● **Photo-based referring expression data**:
==============================

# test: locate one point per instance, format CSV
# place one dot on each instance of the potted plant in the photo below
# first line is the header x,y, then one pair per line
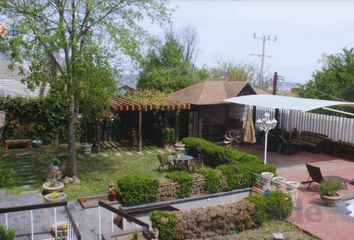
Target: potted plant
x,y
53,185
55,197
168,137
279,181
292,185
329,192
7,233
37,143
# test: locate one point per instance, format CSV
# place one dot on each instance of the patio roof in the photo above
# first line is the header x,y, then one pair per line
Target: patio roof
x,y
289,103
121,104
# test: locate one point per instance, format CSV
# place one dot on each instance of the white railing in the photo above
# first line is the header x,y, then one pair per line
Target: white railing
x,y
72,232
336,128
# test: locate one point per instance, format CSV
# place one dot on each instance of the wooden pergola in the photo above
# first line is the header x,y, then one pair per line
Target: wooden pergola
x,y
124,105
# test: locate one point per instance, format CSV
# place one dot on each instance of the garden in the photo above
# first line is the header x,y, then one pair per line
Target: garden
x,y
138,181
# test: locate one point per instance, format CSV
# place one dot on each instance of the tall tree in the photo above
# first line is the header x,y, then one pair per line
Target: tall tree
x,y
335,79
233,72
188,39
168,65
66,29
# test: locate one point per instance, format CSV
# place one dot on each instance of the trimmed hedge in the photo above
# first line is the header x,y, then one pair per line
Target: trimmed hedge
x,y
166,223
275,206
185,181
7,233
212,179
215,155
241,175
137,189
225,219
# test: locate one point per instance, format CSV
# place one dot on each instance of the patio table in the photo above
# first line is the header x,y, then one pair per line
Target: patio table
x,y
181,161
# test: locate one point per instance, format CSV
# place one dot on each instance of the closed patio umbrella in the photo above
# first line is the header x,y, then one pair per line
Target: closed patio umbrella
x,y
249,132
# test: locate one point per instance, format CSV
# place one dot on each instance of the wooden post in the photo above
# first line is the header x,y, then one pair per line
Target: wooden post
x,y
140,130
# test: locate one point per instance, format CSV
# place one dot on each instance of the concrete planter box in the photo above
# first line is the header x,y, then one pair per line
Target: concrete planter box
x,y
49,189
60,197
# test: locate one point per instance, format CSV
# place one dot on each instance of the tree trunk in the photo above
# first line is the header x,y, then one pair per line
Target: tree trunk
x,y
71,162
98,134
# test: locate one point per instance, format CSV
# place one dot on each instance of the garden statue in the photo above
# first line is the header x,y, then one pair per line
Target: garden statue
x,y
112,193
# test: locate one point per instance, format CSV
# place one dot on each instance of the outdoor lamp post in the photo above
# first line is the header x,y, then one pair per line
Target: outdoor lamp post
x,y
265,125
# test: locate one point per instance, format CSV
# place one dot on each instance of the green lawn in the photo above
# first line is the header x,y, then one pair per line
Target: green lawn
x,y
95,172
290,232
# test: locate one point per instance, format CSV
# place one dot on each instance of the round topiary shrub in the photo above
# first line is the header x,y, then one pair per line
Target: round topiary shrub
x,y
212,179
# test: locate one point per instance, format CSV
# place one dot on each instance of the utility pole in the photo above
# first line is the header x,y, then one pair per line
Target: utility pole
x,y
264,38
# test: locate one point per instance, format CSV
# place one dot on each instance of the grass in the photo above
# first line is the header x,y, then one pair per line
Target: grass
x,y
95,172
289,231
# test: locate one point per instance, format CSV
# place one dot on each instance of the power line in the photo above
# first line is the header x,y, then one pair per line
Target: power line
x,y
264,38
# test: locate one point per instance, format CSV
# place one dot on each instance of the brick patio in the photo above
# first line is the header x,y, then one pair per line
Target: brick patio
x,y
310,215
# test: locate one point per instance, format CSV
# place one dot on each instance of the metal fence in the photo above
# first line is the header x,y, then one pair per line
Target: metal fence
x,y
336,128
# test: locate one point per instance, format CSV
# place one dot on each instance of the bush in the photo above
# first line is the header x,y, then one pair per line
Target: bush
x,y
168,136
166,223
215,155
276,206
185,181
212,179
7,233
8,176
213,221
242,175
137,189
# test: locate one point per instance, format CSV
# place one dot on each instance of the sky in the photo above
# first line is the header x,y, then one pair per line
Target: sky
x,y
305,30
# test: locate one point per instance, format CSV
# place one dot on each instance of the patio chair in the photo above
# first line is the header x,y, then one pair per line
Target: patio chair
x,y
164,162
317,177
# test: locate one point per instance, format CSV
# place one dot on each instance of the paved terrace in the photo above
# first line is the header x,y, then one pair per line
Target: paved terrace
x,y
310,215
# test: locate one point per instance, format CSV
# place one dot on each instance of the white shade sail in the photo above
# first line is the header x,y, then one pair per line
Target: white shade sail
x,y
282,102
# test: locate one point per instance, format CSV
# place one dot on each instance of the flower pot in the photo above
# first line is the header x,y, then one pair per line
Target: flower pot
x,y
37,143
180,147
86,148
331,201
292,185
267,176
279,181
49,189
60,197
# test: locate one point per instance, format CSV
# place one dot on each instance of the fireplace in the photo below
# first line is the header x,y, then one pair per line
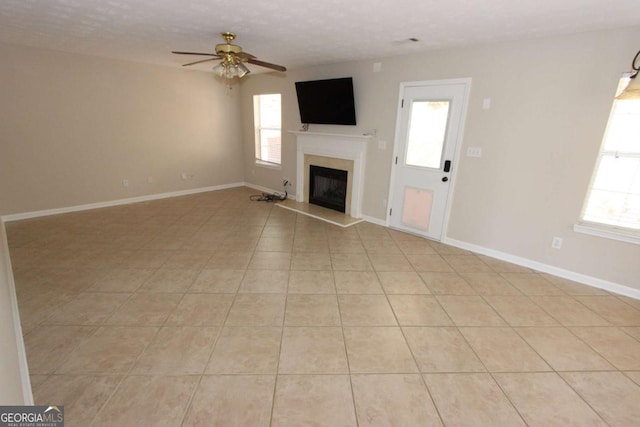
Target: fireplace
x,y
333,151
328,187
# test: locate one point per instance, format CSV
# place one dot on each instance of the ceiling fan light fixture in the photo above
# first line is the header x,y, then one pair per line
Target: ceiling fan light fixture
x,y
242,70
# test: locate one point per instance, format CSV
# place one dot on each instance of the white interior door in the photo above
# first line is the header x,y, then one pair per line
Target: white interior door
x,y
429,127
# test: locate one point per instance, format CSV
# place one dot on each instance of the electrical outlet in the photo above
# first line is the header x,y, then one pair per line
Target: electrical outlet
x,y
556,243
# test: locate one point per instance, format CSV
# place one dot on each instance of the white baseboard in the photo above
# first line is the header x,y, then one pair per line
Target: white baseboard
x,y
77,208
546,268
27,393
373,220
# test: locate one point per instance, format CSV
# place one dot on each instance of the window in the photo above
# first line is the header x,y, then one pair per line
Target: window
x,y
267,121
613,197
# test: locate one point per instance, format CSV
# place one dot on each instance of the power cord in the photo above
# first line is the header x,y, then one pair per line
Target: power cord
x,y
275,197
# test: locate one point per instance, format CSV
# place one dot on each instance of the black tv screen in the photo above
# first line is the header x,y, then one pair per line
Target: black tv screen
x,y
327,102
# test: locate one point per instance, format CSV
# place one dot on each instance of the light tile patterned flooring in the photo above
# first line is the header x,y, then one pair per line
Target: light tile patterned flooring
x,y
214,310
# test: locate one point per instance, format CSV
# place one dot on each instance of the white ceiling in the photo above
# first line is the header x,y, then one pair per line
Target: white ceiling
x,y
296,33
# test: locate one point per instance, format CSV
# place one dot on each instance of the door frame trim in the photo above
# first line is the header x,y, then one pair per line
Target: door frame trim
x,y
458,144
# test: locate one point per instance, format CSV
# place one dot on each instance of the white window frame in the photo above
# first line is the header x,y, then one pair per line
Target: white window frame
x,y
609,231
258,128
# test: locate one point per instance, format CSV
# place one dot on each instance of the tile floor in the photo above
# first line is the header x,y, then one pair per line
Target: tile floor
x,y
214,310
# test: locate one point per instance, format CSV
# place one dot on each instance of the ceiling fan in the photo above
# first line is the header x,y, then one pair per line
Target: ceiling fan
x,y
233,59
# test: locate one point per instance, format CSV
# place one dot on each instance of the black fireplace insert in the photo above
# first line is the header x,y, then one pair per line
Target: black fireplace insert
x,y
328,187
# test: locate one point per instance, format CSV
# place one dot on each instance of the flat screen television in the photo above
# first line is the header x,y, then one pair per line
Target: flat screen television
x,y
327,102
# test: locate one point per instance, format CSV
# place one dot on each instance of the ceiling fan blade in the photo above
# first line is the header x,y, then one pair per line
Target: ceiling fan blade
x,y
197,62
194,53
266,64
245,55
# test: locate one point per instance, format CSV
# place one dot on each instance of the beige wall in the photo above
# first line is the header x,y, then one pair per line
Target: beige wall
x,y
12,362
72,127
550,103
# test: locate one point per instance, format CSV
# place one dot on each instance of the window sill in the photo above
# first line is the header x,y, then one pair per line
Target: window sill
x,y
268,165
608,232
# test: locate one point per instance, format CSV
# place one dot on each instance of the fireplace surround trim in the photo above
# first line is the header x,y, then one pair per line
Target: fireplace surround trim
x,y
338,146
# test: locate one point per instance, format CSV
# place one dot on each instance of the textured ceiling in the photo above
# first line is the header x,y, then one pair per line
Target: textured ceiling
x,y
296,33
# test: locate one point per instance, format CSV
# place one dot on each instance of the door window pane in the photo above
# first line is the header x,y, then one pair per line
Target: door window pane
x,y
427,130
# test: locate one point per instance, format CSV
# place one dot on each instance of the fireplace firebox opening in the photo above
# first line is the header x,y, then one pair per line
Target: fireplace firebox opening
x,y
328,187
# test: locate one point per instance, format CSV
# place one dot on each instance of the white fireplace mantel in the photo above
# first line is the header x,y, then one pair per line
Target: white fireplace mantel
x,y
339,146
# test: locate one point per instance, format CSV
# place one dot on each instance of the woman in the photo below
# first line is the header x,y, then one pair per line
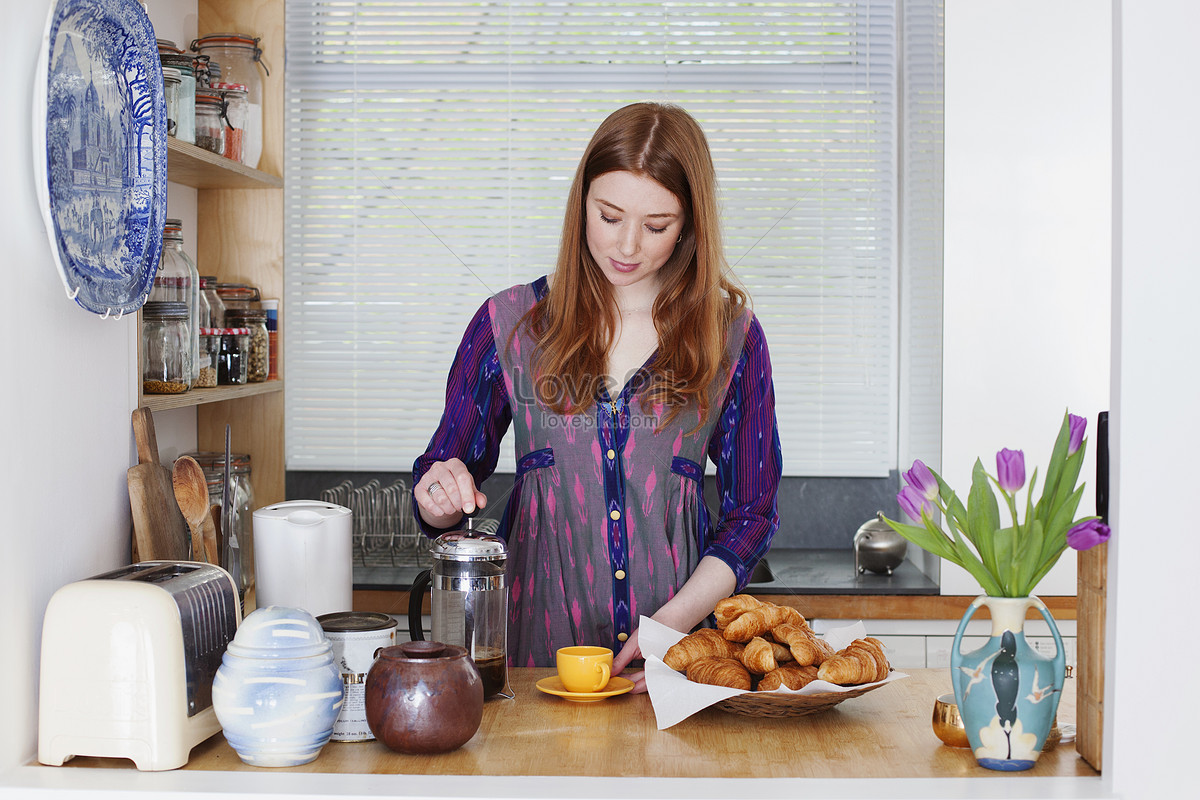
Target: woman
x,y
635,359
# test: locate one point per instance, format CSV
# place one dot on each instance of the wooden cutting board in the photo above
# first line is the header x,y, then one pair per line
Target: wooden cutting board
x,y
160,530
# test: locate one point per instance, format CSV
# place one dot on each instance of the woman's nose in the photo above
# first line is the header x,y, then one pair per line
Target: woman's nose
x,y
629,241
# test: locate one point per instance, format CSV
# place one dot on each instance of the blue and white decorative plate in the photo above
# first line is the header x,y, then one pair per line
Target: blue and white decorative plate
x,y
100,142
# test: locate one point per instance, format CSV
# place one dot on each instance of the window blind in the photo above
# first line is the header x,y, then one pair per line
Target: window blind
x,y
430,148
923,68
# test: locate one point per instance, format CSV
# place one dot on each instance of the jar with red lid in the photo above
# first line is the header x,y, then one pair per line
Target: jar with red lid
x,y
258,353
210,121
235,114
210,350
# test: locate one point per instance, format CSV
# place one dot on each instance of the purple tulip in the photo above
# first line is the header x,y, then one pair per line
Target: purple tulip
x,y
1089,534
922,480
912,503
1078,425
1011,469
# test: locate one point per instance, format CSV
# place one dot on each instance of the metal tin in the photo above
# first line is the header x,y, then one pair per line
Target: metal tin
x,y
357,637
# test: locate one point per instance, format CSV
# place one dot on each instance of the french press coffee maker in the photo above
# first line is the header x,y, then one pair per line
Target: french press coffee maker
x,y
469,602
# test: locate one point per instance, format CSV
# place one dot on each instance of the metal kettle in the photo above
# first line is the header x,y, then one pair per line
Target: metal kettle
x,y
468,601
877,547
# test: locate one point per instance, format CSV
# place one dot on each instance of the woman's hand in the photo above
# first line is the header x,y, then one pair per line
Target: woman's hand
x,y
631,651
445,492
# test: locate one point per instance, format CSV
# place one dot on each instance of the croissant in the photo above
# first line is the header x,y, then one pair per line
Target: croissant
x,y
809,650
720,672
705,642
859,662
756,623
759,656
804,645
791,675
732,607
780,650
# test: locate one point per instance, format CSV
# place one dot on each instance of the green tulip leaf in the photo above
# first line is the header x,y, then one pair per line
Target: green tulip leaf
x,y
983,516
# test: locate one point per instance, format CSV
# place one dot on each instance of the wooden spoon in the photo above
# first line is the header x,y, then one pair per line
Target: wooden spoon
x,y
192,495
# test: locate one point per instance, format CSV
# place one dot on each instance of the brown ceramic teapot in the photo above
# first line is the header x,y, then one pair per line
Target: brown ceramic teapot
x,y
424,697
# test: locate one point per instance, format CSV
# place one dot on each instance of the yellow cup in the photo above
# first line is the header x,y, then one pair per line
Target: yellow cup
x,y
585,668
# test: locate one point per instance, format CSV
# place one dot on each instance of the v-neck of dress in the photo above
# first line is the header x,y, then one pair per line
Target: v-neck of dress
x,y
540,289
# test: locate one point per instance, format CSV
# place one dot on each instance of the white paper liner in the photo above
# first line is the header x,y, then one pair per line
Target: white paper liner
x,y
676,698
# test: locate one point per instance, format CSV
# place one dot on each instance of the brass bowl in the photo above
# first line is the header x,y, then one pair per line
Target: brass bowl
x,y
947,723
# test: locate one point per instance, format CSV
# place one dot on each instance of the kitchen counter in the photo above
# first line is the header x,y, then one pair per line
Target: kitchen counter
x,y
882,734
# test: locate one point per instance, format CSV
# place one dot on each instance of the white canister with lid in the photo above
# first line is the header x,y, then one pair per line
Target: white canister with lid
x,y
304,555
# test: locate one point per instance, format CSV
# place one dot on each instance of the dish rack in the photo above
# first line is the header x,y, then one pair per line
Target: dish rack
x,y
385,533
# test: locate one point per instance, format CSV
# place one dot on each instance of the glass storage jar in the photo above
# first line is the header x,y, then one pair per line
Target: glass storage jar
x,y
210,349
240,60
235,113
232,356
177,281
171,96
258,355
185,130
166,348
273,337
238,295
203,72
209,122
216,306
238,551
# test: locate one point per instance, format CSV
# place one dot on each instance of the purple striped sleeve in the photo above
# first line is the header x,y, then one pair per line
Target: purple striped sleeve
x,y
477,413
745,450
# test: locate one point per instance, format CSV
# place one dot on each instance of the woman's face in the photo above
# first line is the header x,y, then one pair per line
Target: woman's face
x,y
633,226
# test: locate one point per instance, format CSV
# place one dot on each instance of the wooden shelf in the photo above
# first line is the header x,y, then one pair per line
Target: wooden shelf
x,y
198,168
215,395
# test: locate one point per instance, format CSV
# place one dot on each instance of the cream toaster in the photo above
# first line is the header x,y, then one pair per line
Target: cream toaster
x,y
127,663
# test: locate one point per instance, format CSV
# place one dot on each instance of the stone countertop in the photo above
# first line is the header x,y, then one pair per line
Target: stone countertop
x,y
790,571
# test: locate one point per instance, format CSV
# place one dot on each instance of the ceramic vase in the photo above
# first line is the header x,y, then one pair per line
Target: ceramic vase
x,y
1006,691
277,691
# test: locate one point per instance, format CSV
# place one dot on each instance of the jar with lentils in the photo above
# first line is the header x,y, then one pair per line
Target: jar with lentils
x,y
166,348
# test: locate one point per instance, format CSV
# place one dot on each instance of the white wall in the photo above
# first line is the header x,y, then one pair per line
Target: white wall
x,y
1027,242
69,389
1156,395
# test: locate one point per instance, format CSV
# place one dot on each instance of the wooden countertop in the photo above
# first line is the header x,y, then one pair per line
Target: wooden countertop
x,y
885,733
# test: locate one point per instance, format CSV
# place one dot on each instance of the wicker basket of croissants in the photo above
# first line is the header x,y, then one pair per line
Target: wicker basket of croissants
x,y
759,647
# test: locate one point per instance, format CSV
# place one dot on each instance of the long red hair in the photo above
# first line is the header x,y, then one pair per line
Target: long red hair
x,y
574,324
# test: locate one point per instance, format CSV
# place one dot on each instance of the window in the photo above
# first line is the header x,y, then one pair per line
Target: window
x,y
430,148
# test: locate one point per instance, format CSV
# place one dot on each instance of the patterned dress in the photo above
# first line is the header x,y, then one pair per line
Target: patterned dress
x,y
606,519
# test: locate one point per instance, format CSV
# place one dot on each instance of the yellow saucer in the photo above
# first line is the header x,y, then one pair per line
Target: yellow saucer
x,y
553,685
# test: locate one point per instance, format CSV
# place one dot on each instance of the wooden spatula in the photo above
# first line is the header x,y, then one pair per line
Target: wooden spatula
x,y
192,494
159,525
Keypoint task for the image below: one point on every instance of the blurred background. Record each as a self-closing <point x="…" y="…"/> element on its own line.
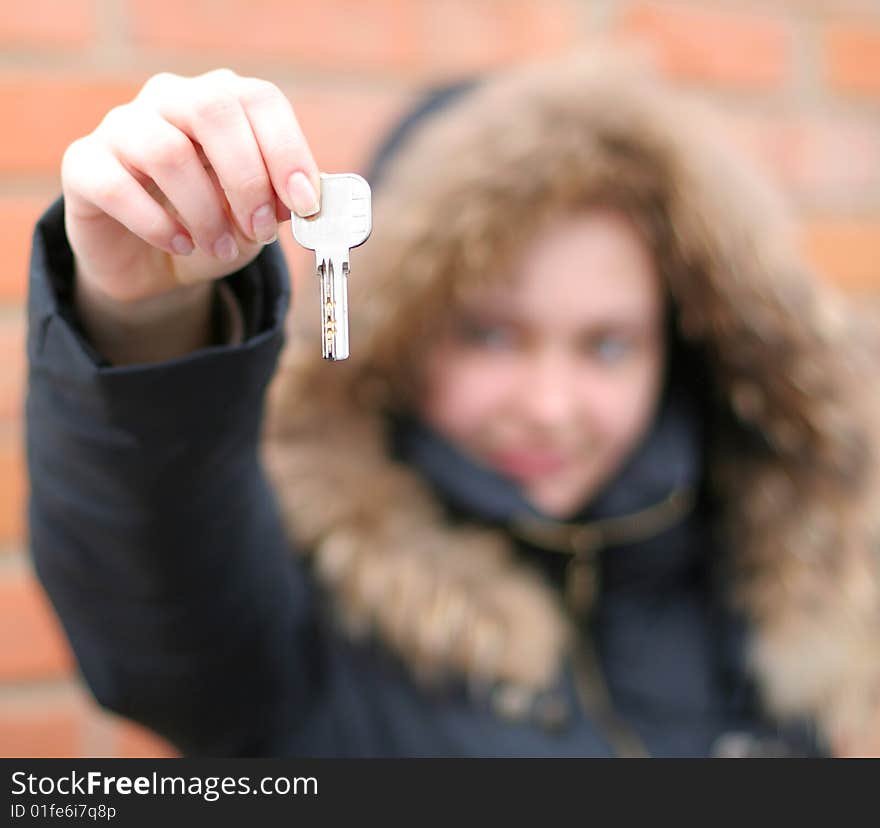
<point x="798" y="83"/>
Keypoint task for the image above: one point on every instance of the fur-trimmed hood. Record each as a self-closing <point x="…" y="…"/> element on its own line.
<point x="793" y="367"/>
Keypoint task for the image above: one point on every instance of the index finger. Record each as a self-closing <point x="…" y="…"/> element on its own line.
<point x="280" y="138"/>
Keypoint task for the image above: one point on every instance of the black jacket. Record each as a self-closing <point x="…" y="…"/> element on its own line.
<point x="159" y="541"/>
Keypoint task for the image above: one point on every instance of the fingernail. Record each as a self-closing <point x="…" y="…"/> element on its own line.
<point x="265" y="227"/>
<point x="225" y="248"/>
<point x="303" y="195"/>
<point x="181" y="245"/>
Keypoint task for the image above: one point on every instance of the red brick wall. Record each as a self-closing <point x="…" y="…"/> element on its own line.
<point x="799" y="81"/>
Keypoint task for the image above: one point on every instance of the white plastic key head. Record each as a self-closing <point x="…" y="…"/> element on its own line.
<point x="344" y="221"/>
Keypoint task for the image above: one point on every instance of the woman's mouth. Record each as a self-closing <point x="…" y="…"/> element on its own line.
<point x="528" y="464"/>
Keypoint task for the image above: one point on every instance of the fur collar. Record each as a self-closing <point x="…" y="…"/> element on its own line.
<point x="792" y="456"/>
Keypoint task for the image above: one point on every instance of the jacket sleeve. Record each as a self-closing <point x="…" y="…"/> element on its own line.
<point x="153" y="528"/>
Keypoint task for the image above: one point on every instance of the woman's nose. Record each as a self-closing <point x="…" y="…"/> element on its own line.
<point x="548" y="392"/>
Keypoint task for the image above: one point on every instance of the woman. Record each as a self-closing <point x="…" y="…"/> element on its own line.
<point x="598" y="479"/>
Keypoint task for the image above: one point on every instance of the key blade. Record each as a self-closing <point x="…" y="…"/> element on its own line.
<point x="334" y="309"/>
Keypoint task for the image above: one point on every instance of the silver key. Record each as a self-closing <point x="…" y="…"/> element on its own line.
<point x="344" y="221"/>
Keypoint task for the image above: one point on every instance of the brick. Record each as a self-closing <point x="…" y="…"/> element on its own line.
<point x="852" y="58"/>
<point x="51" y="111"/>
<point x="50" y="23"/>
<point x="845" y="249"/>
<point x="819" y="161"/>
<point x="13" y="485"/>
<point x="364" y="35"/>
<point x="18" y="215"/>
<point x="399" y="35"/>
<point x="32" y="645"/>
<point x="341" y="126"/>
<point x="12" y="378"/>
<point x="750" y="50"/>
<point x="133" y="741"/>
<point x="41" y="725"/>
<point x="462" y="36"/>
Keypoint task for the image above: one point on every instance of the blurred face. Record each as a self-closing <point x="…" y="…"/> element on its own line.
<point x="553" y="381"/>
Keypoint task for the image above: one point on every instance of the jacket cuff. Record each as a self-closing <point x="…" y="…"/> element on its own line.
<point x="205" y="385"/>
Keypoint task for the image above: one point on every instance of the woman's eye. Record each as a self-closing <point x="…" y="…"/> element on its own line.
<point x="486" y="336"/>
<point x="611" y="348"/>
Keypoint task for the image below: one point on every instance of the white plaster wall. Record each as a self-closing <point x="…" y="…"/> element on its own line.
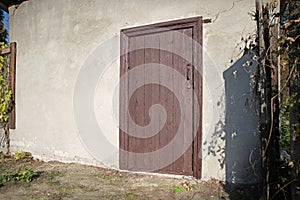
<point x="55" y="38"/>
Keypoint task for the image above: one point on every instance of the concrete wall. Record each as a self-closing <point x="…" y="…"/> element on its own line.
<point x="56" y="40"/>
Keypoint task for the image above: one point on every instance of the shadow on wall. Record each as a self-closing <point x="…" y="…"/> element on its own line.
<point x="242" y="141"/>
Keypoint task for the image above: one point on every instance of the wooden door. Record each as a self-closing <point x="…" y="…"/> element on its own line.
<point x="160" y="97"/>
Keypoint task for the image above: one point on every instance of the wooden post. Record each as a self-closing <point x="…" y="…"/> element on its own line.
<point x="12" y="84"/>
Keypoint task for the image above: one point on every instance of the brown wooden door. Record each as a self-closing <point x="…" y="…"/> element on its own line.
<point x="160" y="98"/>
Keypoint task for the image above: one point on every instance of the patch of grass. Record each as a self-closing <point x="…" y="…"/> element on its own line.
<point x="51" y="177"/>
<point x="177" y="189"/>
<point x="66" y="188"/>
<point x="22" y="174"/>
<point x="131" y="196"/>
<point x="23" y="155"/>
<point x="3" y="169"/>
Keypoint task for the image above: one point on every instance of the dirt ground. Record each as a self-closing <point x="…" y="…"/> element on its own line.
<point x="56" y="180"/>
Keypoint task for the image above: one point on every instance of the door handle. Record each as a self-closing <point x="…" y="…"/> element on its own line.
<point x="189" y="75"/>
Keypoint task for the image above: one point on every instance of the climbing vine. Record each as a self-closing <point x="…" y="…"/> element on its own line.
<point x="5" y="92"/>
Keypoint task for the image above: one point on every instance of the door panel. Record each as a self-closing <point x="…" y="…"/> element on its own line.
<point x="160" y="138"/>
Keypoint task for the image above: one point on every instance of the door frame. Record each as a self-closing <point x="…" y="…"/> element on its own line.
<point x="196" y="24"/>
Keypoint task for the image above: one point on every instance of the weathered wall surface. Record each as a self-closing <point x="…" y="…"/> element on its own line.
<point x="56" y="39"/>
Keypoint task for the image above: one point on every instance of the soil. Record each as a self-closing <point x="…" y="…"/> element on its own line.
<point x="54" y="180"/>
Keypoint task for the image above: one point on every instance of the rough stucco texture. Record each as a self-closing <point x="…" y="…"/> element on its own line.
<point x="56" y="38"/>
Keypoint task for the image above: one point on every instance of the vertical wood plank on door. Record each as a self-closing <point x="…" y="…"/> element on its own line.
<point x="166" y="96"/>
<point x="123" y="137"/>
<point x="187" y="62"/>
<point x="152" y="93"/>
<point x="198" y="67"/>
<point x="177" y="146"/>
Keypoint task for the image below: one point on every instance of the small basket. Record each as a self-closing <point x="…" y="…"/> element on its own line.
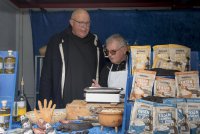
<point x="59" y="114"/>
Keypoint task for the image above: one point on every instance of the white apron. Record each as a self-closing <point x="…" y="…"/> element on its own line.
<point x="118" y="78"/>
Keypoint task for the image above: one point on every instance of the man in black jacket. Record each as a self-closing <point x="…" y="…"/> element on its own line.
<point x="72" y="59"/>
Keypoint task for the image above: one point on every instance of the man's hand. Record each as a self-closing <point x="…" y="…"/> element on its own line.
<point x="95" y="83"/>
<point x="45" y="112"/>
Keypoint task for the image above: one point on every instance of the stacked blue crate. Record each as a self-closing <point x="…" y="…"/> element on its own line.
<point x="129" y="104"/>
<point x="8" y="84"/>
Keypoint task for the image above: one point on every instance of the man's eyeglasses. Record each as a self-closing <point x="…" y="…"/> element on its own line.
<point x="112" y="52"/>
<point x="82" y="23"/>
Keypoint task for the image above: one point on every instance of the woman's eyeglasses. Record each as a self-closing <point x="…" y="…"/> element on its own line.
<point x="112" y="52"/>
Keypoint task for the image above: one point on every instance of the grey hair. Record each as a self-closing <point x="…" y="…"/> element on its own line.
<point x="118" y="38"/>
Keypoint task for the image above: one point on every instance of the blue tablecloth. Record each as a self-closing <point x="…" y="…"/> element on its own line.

==============================

Using the entries above, return exactly the lines from the line with "Target: door frame trim" to the line with "blade in the photo above", counting both of those lines.

Target: door frame trim
x,y
458,144
# test: locate one point per instance, format CSV
# place one dot on each instance of the white window frame in the photo above
# first line is the header x,y, then one pair per line
Target: white window frame
x,y
609,231
258,128
# test: locate one point per instance, format CSV
# place one dot on each instance of the tile floor in the photo above
# first line is the header x,y, then one pair per line
Target: tile floor
x,y
214,310
# test: locate one point per instance, format CSV
# place one dot on each instance of the ceiling fan in the photo above
# first line is the header x,y, then one pair per line
Target: ceiling fan
x,y
233,59
# test: locate one point per instance, format CSV
# place one dot on each instance of the black fireplace insert in the photo above
# first line is the header x,y, then one pair per line
Target: black fireplace insert
x,y
328,187
# test: locate one point per instance, format CSV
# place one dot on each instance of the flat screen television in the photo above
# first line is the header x,y, then one pair per line
Target: flat screen television
x,y
327,102
# test: locate one point per instance, format CSV
# place one dot on each instance of the ceiling fan blade in the photo above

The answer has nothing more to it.